** BEGIN EXERCISE INPUTS **

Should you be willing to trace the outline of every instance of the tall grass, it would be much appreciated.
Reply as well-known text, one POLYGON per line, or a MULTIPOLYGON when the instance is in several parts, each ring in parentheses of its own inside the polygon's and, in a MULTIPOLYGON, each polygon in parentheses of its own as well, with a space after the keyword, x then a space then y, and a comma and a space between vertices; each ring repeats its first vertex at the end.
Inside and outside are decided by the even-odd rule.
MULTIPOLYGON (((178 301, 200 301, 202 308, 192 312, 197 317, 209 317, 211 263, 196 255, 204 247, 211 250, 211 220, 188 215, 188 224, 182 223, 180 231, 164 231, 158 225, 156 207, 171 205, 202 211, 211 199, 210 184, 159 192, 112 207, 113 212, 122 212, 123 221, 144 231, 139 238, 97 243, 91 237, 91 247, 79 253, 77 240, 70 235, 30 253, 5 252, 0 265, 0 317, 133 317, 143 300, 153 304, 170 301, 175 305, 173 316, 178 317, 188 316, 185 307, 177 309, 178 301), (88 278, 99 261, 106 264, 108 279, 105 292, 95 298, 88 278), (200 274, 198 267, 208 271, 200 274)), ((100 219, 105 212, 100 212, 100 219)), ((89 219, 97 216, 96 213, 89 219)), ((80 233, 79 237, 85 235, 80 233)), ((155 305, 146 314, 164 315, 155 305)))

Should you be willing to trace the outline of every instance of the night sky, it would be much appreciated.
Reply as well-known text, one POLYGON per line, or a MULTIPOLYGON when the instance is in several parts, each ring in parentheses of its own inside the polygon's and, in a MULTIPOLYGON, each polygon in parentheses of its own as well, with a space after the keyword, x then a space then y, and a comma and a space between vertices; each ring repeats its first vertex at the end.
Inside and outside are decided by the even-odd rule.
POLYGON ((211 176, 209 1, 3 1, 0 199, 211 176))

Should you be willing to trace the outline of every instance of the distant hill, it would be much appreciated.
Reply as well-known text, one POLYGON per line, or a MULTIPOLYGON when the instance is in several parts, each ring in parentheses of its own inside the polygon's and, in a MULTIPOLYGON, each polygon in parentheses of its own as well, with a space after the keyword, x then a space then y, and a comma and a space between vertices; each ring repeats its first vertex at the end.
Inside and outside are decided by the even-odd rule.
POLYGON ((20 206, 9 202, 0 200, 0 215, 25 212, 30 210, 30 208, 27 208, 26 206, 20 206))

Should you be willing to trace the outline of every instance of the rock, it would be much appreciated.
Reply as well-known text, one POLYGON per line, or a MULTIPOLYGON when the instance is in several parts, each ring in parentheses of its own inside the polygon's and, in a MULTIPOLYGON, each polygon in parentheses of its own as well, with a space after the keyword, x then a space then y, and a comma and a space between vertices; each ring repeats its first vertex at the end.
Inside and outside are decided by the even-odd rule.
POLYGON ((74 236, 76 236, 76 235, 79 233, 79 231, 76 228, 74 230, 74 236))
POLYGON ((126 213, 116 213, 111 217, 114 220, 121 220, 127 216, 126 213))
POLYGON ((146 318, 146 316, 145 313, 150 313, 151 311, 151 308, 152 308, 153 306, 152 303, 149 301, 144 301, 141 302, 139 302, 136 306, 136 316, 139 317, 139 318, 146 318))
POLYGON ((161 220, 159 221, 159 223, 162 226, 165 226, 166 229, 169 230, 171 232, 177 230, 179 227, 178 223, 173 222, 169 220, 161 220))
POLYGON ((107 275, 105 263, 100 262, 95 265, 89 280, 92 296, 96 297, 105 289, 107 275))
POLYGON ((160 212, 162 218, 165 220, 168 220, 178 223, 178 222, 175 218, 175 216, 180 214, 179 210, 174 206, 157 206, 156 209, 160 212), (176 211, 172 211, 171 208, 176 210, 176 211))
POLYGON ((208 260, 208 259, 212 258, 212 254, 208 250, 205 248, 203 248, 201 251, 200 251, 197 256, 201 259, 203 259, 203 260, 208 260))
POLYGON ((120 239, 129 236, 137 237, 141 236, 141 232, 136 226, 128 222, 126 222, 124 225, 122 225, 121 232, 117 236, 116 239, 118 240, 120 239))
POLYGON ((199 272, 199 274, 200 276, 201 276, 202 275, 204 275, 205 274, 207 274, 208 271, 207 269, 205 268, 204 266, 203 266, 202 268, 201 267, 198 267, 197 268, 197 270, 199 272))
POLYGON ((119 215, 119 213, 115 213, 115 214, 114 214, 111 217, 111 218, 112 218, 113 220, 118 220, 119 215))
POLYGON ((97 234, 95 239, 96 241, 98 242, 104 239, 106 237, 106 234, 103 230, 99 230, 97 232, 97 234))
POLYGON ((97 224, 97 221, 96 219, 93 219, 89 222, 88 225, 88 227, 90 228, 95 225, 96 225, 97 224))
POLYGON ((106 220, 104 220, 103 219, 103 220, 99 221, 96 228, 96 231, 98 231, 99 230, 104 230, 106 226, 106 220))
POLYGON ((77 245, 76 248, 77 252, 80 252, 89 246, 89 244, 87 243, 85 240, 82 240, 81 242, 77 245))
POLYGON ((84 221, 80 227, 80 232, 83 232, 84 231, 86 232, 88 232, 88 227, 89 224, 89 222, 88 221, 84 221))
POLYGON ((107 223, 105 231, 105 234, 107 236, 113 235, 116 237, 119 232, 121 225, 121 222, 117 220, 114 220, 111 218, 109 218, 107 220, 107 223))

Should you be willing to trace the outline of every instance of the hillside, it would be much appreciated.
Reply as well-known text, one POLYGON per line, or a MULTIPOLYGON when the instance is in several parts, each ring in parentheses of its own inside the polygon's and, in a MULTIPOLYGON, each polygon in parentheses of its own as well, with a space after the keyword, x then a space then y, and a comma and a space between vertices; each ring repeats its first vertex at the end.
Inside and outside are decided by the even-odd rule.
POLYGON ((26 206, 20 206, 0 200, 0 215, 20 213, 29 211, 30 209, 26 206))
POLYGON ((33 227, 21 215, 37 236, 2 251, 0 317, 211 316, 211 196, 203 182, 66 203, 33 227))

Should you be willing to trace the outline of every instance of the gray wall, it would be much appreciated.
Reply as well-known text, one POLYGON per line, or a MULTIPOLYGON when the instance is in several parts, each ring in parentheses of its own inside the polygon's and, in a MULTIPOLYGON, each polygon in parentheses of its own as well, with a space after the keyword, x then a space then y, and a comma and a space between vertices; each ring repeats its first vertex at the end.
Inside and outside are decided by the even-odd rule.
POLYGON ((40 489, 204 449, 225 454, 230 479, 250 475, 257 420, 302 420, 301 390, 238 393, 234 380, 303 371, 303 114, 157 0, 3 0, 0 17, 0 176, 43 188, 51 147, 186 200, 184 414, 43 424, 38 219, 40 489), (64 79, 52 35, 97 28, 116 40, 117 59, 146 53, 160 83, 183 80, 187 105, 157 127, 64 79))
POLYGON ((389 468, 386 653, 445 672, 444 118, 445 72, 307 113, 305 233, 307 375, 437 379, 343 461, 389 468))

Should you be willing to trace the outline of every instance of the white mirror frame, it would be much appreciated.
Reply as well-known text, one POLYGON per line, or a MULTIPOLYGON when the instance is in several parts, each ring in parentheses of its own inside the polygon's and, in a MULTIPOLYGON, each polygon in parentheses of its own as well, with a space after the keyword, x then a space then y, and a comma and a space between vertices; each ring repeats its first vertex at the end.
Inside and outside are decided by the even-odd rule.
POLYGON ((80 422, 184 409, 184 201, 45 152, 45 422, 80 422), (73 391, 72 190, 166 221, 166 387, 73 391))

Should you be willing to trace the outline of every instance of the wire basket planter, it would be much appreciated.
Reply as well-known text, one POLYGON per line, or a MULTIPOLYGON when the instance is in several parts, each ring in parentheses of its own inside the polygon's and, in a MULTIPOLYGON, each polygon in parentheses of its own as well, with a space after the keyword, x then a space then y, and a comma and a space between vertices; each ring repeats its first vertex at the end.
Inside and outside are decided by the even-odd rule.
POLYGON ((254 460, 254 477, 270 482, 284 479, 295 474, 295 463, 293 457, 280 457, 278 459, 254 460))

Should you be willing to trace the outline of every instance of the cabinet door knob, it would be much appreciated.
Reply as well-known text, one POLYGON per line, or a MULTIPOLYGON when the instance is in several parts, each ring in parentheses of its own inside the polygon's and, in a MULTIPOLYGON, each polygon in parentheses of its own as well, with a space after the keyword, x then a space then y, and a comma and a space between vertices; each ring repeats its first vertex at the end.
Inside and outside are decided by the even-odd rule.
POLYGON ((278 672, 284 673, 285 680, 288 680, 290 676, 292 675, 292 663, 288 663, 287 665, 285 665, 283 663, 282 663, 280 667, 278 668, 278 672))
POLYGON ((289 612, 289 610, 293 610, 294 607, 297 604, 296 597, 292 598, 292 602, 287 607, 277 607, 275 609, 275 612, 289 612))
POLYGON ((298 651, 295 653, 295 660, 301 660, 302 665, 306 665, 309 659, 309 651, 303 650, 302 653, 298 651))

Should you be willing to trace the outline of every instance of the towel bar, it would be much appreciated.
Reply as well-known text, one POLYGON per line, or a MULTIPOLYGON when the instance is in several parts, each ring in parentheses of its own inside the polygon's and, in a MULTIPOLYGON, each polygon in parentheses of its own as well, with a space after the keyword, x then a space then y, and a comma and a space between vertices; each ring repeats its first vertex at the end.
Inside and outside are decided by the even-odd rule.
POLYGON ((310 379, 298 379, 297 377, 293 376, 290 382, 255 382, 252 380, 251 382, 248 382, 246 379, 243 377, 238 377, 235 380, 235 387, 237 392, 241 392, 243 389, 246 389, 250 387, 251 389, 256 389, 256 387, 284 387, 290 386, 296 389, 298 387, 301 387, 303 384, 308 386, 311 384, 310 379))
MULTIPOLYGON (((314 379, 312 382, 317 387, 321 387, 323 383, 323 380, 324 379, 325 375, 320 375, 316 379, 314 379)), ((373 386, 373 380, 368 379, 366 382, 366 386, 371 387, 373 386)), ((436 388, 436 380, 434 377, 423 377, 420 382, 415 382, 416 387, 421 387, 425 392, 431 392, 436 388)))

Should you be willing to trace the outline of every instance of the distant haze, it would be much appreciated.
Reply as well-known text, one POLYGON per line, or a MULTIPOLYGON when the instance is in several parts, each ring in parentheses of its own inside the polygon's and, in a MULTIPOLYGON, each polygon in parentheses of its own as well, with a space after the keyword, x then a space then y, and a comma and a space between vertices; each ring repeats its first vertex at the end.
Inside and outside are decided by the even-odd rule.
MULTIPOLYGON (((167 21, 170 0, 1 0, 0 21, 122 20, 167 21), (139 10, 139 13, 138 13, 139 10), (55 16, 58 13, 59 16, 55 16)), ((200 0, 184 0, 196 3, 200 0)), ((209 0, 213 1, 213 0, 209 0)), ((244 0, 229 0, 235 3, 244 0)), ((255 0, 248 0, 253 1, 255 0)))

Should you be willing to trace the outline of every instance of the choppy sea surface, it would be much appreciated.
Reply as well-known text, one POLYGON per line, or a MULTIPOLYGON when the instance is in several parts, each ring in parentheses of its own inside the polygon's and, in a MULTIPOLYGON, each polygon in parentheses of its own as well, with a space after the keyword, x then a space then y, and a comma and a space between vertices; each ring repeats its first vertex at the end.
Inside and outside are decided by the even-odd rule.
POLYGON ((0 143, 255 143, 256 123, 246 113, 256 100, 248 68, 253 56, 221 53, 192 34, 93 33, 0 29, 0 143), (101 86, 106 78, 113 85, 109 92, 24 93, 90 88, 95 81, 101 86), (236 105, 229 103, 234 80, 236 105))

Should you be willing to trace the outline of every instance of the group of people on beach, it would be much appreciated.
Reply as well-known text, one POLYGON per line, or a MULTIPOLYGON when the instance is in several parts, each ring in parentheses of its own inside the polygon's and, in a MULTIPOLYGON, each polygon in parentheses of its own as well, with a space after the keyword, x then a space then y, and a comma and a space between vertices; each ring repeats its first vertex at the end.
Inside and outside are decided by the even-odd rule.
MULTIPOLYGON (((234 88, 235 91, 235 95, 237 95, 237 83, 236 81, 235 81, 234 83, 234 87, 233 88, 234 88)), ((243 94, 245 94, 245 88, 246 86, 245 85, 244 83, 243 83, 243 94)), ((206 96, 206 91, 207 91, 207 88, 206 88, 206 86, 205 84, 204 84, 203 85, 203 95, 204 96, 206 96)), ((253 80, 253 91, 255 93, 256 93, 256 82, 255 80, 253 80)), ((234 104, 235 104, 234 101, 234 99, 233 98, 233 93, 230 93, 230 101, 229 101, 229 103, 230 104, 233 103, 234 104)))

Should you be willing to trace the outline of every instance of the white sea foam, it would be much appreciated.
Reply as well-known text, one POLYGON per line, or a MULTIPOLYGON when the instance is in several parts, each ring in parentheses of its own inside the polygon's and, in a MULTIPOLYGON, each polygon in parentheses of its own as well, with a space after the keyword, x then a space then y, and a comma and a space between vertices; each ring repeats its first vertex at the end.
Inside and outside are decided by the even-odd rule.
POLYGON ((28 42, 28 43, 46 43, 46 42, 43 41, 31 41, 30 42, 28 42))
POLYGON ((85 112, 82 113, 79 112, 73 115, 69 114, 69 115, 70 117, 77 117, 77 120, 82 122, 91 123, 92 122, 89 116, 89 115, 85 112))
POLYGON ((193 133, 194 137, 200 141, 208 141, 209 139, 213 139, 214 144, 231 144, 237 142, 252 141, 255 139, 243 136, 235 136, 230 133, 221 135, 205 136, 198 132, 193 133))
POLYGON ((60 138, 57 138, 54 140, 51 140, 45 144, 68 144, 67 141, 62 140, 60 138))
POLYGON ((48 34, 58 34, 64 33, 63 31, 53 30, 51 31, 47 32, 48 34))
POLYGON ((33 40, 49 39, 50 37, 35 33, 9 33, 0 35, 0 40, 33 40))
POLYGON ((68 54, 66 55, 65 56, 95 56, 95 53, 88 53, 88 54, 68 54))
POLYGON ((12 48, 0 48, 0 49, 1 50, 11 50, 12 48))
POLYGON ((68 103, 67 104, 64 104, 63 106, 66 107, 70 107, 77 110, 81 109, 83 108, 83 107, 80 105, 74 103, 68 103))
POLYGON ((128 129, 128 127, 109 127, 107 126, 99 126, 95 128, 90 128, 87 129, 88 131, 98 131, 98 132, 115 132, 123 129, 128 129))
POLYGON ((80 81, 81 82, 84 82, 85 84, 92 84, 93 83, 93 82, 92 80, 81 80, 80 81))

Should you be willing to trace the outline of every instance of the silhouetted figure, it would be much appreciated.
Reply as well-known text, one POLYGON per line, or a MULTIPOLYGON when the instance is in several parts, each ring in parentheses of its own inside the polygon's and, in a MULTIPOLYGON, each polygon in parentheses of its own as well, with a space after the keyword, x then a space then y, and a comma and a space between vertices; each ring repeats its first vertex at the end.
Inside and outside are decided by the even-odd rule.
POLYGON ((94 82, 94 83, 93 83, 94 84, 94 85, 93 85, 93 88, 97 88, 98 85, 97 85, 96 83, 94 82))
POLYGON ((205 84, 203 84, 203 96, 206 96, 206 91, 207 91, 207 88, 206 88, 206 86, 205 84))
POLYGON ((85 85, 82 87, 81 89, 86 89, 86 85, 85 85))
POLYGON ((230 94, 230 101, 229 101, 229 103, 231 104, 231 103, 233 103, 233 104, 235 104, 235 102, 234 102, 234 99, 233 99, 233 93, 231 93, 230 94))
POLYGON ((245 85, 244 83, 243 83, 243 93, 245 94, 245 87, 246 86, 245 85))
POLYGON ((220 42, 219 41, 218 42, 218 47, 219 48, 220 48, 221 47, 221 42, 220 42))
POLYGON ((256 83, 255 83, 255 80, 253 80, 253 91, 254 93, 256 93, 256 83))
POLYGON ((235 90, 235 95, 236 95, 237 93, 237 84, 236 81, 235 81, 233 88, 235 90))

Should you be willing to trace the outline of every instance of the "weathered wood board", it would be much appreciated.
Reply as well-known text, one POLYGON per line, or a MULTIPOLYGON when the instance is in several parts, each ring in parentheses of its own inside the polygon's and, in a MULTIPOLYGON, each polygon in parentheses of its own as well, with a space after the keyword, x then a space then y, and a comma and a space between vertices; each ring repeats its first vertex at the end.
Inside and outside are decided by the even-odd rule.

** END EXERCISE INPUTS **

◆ WRITTEN PROBLEM ◆
Please return, word for word, the stretch of the listing above from the line containing "surface, it would be much appreciated." through the line containing "POLYGON ((0 143, 255", with both of those lines included.

◆ SOLUTION TO THE EXERCISE ◆
Should you be willing to trace the outline of every instance of the choppy sea surface, it would be much appreciated.
Reply as well-known text, one POLYGON per line, or a MULTIPOLYGON when the instance is in several parts, each ring in parentheses of its own inside the polygon's and, in a MULTIPOLYGON, each polygon in parentheses of its own as well, with a space after the keyword, x then a space then y, and a comma and a space between vertices; each ring repeats its first vertex at the end.
Inside and outside are decided by the even-odd rule.
POLYGON ((0 143, 255 143, 256 123, 246 113, 256 100, 248 68, 253 56, 221 53, 192 34, 93 33, 0 29, 0 143), (101 86, 106 78, 113 85, 109 92, 24 93, 90 88, 95 81, 101 86), (236 105, 229 103, 234 80, 236 105))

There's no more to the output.